● **Excerpted text**:
In reply to The_Suede, 8 months ago

The_Suede wrote:

A mechanical resonance in a complex system is quite complex.

The problems with most sensor-stabilized systems are well known, and there's even been some formal attempts at quantifying them. Falk Lumo, also present here on DPR, among others have some material in the public domain concerning mirror and shutter vibration effect on image sharpness.

Recent cameras (modern constructions) have very low mirror-slap impact on sharpness, but stronger shutter-induced vibrations.

Since it's a damped resonance, you have a fast motion peak buildup and a slightly damped motion fade-out.

Some things that has an effect on this vibration displacement maximum in time is:

  • Lens>body system resonance (when hand-held)
  • Body flexibility between tripod plate and sensor-cage and lens mount (on tripod)
  • Sensor mount compliance/damping (for sensor-stabilized cameras)

Then different combinations of lens weight, mount-point (lens collar or camera), lens mount stability and so on further modulate the effect.

In general you have a vibration movement maxima coinciding with a point about 20-50ms after the first curtain hits the end stop. This means that the maximum vertical vibration effect is visible in exposures between 1/160s and up to 1/80s. As you get longer exposure times, the very short peak in vibration has less effect on the overall light throughput.

● **Given records**:
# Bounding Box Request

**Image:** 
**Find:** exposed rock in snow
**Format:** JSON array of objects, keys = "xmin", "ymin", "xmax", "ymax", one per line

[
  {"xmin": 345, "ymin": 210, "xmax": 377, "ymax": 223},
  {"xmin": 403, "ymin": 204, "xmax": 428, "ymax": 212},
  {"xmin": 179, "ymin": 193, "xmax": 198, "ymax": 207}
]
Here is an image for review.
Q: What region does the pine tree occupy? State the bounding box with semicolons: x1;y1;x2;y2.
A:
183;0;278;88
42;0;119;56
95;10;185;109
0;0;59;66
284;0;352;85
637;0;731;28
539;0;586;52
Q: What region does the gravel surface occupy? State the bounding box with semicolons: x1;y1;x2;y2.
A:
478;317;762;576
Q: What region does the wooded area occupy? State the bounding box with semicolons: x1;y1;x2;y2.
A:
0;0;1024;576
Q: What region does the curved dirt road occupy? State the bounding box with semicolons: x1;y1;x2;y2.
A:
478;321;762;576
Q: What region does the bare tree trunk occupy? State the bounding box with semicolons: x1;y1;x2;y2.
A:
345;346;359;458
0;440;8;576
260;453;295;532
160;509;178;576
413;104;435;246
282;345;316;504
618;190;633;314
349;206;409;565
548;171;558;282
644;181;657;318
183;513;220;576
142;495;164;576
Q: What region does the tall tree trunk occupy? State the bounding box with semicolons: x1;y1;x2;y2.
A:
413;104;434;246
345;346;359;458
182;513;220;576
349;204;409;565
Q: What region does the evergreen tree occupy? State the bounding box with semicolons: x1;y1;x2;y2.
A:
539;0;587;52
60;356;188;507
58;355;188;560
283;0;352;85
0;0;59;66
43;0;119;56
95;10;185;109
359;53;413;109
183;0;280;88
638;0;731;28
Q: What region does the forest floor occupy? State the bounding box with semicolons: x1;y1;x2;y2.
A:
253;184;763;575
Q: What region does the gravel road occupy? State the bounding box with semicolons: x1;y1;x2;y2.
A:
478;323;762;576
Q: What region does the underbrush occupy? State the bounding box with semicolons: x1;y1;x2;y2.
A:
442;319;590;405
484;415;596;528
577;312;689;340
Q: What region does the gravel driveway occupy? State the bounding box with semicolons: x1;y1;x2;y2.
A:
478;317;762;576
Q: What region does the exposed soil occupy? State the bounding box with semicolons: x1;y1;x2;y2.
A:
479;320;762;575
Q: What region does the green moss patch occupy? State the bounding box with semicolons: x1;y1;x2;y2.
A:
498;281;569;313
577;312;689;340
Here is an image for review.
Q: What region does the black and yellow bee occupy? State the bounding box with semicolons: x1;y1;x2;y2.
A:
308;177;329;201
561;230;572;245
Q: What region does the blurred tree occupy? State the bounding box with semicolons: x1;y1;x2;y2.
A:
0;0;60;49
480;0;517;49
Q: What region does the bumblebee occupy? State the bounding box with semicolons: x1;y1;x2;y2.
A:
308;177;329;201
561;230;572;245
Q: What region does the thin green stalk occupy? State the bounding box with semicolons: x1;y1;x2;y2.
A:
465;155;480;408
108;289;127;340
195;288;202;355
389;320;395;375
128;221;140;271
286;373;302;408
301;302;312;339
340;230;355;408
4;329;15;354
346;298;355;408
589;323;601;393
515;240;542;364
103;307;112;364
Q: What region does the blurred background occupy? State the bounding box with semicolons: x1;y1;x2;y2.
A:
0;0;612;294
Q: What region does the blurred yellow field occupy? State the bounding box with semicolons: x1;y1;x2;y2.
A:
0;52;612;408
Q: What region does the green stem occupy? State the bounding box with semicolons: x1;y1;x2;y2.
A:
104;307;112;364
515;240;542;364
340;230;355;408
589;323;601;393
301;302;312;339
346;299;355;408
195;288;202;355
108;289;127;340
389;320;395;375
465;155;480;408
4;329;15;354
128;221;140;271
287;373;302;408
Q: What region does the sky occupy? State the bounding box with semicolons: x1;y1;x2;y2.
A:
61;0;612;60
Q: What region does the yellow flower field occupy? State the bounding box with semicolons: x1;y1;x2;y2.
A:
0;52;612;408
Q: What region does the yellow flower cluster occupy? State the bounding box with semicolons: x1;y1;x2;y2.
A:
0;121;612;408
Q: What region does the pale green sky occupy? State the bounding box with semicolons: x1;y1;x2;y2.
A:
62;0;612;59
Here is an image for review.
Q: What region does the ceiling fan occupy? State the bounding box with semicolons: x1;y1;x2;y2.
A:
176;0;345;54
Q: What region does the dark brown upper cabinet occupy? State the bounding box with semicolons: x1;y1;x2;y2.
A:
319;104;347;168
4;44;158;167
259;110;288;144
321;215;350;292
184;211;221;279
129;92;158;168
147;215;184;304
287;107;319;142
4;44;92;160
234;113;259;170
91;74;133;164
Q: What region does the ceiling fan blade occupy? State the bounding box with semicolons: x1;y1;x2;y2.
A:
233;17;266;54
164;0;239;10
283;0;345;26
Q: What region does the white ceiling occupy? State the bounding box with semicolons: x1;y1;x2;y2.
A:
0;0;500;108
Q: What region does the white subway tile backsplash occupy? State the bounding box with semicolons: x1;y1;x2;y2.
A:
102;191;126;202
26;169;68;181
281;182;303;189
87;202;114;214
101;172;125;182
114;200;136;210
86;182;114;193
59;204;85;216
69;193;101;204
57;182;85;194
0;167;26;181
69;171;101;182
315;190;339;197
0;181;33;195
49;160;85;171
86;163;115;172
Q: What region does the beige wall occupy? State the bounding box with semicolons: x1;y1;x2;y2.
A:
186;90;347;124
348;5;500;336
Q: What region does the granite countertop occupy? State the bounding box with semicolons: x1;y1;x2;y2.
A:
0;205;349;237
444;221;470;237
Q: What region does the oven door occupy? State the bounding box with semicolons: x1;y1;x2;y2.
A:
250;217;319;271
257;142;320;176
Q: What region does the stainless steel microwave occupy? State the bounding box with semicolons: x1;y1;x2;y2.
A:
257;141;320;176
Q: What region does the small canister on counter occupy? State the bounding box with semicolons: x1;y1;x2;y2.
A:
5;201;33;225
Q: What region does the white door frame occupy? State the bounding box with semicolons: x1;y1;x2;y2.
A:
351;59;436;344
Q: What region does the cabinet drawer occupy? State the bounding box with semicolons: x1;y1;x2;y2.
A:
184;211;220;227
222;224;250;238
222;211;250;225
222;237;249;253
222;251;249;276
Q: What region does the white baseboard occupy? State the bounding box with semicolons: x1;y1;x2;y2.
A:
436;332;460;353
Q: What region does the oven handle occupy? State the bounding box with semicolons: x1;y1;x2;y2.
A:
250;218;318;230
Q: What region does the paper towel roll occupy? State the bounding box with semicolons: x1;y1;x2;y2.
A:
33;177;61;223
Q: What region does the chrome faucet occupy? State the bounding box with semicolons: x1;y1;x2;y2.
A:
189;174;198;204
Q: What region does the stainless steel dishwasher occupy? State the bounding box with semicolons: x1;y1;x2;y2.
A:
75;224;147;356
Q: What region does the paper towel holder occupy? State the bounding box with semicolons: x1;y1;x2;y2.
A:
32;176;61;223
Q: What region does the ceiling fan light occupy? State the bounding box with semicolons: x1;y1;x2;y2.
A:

● **Work to complete**:
Extend the forum post on shutter vibration and image sharpness, picking up right after its final sentence.

● **Output for this task**:
When the exposure is 2x longer than the time that fully encloses the full vibration peak (1/80-1/100s?) you have half of the exposure in almost stationary mode, also halving the shake PSF effect. At 1/20-1/25s you have pushed the shutter vibration two full stops down in effect, leaving just a slight lowering in MTF, and almost certainly no visible effect.

At 1/200s you're left with an effect that's equally strong, but only visible in the top half of the image..

On DSLR-type cameras with no sensor-stabilization, the highest amount of shutter-induced shake you get is typically when you shoot with longer lenses mounted to a tripod via the lens-collar foot.

.....................

Excellent, thanks.

Any additional thoughts on the large difference between the vertical and horizontal MTF50 slanted edge readings of the A7/D610?  Do you think that's real or is it instead a figment of measurement?  If the former, should we be choosing capture orientation for those cameras according to the detail in the scene that we would like to maximize?  If the latter, what can be done to minimize it?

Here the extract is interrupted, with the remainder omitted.